Material to process Block Start
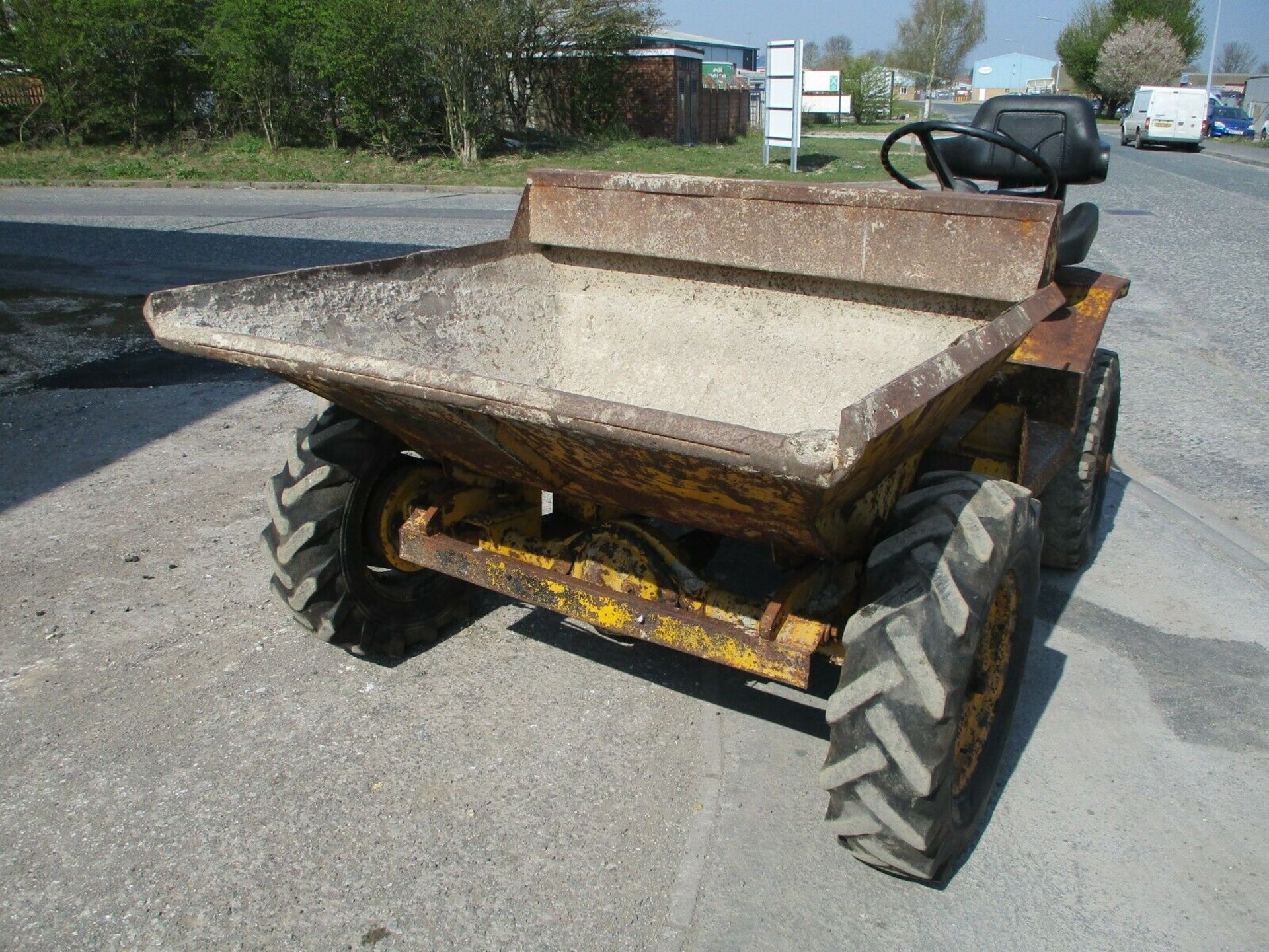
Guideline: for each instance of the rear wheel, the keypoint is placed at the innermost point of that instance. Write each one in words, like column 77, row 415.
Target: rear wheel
column 335, row 509
column 932, row 672
column 1073, row 503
Material to process Block End
* **Exercise prompt**: In repeating the entries, exclude the pictures and alter nothing else.

* **Written answer**:
Guideline: for each instance of the rear wheel, the keypoint is placed at the innermost point of that instance. Write each one in words, like column 77, row 415.
Target: rear wheel
column 335, row 509
column 932, row 672
column 1073, row 503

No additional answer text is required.